INPUT:
-----

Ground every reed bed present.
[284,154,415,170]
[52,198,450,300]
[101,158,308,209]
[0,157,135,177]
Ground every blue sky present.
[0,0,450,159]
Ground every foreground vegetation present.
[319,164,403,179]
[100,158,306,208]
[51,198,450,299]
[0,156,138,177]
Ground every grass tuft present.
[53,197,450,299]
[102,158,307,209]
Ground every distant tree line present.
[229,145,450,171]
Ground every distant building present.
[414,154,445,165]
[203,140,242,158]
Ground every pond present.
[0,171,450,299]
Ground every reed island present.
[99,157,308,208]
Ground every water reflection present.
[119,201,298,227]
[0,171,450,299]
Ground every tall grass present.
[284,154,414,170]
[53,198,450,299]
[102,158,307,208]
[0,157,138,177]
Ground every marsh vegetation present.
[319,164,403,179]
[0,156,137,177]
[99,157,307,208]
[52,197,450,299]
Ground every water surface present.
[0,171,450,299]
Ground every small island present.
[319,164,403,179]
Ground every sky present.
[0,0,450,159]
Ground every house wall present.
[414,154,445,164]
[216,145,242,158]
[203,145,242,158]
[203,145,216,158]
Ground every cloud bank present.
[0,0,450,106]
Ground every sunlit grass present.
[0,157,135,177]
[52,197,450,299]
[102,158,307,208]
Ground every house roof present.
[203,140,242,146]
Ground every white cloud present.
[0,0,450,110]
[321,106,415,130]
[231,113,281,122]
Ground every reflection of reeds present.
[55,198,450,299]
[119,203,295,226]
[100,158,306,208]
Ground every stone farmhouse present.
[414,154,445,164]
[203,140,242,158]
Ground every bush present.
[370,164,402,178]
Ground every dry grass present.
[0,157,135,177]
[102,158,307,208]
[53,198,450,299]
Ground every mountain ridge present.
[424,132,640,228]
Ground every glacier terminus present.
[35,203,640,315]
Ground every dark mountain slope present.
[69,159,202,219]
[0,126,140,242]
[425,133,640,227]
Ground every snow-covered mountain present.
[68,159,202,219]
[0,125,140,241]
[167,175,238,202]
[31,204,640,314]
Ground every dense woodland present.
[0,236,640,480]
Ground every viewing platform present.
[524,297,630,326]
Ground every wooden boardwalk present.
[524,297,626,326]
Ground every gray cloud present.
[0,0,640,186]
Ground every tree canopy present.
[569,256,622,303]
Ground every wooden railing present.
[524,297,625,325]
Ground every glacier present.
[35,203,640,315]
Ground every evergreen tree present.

-----

WHAT YOU SHOULD DO:
Arrange the listing above as a Markdown table with the columns "Number" and "Line," one row per line, with blank lines omitted.

TASK RESULT:
| Number | Line |
|---|---|
| 1 | Ground every reed bed present. |
| 2 | [284,154,415,170] |
| 3 | [52,198,450,300] |
| 4 | [101,158,308,209] |
| 5 | [0,157,135,177] |
| 6 | Ground every blue sky present. |
| 7 | [0,0,450,159] |
| 8 | Ground every foreground vegetation present. |
| 9 | [319,164,403,179] |
| 10 | [100,158,306,208] |
| 11 | [51,198,450,299] |
| 12 | [0,156,138,177] |
| 13 | Ground every grass tuft present. |
| 14 | [53,197,450,299] |
| 15 | [102,158,307,209] |
| 16 | Ground every distant tree line present. |
| 17 | [229,145,450,171] |
| 18 | Ground every distant building present. |
| 19 | [414,154,445,165] |
| 20 | [203,140,242,158] |
| 21 | Ground every pond present. |
| 22 | [0,171,450,299] |
| 23 | Ground every reed island present. |
| 24 | [99,157,308,208] |
| 25 | Ground every water reflection present. |
| 26 | [119,201,298,227] |
| 27 | [0,171,450,299] |
| 28 | Ground every tall grass present. |
| 29 | [284,154,414,170] |
| 30 | [53,198,450,299] |
| 31 | [102,158,307,208] |
| 32 | [0,157,138,177] |
| 33 | Ground every marsh vegetation present. |
| 34 | [319,164,403,179] |
| 35 | [0,156,137,177] |
| 36 | [99,157,307,208] |
| 37 | [52,197,450,299] |
| 38 | Ground every water surface present. |
| 39 | [0,171,450,299] |
| 40 | Ground every small island present. |
| 41 | [319,164,403,179] |
| 42 | Ground every sky present. |
| 43 | [0,0,450,159] |
| 44 | Ground every house wall present. |
| 45 | [414,154,445,164] |
| 46 | [216,145,242,158] |
| 47 | [203,145,242,158] |
| 48 | [203,145,216,158] |
| 49 | Ground every cloud bank present. |
| 50 | [0,0,450,106] |
| 51 | Ground every sunlit grass present. |
| 52 | [0,157,135,177] |
| 53 | [52,197,450,299] |
| 54 | [102,158,307,208] |
| 55 | Ground every house roof present. |
| 56 | [203,140,242,146] |
| 57 | Ground every white cloud present. |
| 58 | [0,0,450,110] |
| 59 | [321,106,415,130] |
| 60 | [231,113,281,122] |
| 61 | Ground every reflection of reeds present. |
| 62 | [55,198,450,299] |
| 63 | [119,203,295,226] |
| 64 | [100,158,306,208] |
| 65 | Ground every stone farmhouse present. |
| 66 | [414,154,445,164] |
| 67 | [203,140,242,158] |
| 68 | Ground every bush present. |
| 69 | [370,164,402,178] |
| 70 | Ground every dry grass present. |
| 71 | [0,157,135,177] |
| 72 | [102,158,307,208] |
| 73 | [53,198,450,299] |
| 74 | Ground every mountain ridge present. |
| 75 | [424,132,640,228] |
| 76 | Ground every glacier terminus present. |
| 77 | [35,203,640,315] |
| 78 | Ground every dark mountain slope present. |
| 79 | [69,159,202,219] |
| 80 | [0,126,140,242] |
| 81 | [425,133,640,227] |
| 82 | Ground every snow-covered mountain present. |
| 83 | [68,159,202,219] |
| 84 | [0,125,140,241] |
| 85 | [167,175,238,202] |
| 86 | [31,204,640,314] |
| 87 | Ground every dense woodland present. |
| 88 | [0,236,640,480] |
| 89 | Ground every viewing platform present. |
| 90 | [524,297,630,326] |
| 91 | Ground every wooden boardwalk present. |
| 92 | [524,297,626,326] |
| 93 | Ground every gray cloud present. |
| 94 | [0,0,640,186] |
| 95 | Ground every tree canopy present. |
| 96 | [569,256,622,303] |
| 97 | Ground every wooden railing present. |
| 98 | [524,297,625,325] |
| 99 | Ground every glacier present. |
| 100 | [35,203,640,315] |
| 101 | Ground every evergreen tree present. |